Text block:
I have been very busy outside over the last week, not just in the garden but around the yard. I took a vacation day today to give me a four day weekend and really focus on cleaning up and preparing for the garden to take off. OK, so maybe my busiest week can’t hold a candle to my friend EG’s slowest, but I feel pretty accomplished!

Let’s start with last weekend. I planted the first round of broccoli plants outside; two Packman and two Fiesta. Those yellow leaves are dying off, but the plants seem to be okay otherwise.


I’ve got two more younger plants of each under the lights for second planting next week, along with Snow Crown and Cassius cauliflower plants.

I’m happy to say that I see most of my seeds sprouting out there. I was concerned about the possibility of the squirrels having moved them around, but they seem to be coming up where I planted them for the most part. Here are some Harmony spinach seedlings:


I can also see seedlings emerging of Space spinach, and Valmaine, Little Caesar, Victoria, and Buttercrunch lettuce. I’m still waiting for American Flag leeks, Evergreen Scallions, and Sweet Salad and Sugar Snax carrots to emerge.

The Sugar Snap and Blizard Snow peas have set deep roots and are starting to break the surface. I expect they’ll really start taking off this week.


After getting all of these things in the ground we set our sights on setting up the PVC/string trellises for the peas and beans, and the metal trellises for the vining plants that will go in later. We also *borrowed* the idea to construct a PVC frame to hold bird netting and anything else we need to prop up over the plants. It looks like a boot camp training course out there now, but everything will eventually serve a purpose.


Now on to this weekend. I started some zucchini seeds, and I have to high tail it to the store to get some yellow squash seeds, since I seem to have missed them when I placed my seed orders. I’ve potted up some more tomatoes and peppers, and now the only seedlings left to pot up are some small Orient Express eggplants and a couple Black Cherry Tomatoes that I had to start over after poor germination. There is absolutely no more room under the lights right now, so I’ll have to wait until I get the second batch of broccoli and cauliflower out into the garden to make room for the others.

Action item:
Summarize the gardening post above in two sentences.

Natural-language object grounding records:
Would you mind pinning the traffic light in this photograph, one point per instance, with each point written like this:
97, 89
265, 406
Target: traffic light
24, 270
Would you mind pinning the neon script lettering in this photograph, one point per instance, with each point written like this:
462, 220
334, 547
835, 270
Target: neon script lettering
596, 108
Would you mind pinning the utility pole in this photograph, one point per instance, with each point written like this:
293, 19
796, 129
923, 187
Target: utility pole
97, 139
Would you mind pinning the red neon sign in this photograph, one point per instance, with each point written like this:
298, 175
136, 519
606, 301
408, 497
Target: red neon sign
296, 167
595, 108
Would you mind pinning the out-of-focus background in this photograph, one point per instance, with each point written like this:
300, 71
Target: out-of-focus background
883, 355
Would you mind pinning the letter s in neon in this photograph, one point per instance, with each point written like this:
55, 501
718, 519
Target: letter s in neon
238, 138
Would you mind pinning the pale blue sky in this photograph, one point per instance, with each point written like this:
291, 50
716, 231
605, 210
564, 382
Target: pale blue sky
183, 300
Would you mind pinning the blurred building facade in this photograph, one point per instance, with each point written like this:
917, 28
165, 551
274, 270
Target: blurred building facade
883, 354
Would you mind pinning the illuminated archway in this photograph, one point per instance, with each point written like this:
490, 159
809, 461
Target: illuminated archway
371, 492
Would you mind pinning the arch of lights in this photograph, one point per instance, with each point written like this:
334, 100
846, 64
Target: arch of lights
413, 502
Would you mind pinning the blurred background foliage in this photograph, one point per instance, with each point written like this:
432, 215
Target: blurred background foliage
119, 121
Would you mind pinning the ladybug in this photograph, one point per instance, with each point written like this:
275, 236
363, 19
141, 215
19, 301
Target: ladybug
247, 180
* * *
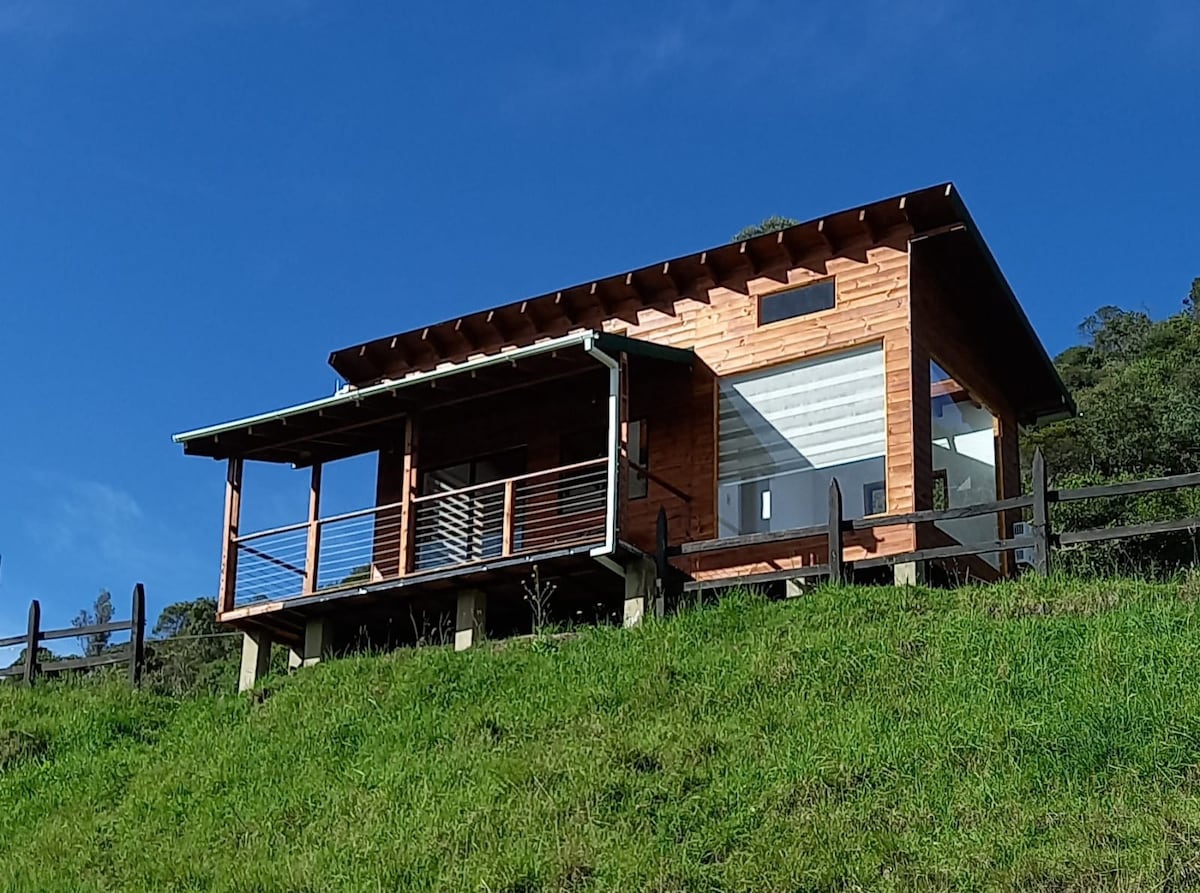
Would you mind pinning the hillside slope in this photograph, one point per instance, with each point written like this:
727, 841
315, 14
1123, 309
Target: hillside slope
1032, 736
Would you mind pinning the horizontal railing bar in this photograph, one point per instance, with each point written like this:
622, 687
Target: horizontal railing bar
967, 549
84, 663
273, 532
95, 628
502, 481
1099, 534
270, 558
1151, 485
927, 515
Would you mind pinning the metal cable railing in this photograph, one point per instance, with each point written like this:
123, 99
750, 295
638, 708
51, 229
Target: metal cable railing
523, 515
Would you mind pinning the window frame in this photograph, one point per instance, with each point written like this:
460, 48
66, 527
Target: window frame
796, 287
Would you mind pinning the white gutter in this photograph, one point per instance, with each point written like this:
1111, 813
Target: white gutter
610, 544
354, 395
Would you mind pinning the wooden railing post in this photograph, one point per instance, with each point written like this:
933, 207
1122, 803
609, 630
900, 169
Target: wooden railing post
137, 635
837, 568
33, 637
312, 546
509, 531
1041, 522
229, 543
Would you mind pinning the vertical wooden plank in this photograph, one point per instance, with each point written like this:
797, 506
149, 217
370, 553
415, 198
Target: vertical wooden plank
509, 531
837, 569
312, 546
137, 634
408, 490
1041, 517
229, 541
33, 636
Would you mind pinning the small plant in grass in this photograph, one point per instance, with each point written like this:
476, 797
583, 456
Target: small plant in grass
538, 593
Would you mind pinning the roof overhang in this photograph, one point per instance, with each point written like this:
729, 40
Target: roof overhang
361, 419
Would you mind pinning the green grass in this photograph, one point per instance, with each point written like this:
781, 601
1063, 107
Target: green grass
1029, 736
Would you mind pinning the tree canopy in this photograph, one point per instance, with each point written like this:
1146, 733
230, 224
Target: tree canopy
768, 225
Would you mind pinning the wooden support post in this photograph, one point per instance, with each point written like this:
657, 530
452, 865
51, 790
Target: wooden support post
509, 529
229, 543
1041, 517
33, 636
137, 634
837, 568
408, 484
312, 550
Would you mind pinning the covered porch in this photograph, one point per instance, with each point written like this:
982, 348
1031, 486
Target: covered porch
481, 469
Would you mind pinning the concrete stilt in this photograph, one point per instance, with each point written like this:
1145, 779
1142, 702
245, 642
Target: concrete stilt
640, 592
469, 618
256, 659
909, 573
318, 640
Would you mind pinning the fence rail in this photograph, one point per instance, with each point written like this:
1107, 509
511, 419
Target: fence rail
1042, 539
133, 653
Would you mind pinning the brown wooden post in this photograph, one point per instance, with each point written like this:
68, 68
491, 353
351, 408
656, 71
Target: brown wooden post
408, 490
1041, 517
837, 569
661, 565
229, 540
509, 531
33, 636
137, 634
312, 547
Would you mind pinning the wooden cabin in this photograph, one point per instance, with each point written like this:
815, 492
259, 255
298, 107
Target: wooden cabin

Solution to this problem:
During a busy week, the writer planted the first broccoli outside, saw most of the sown seeds sprouting, and set up PVC/string and metal trellises plus a PVC frame to hold bird netting. This weekend the writer started zucchini seeds and potted up more tomatoes and peppers, but the remaining seedlings must wait for room under the lights until the second batch of broccoli and cauliflower goes into the garden.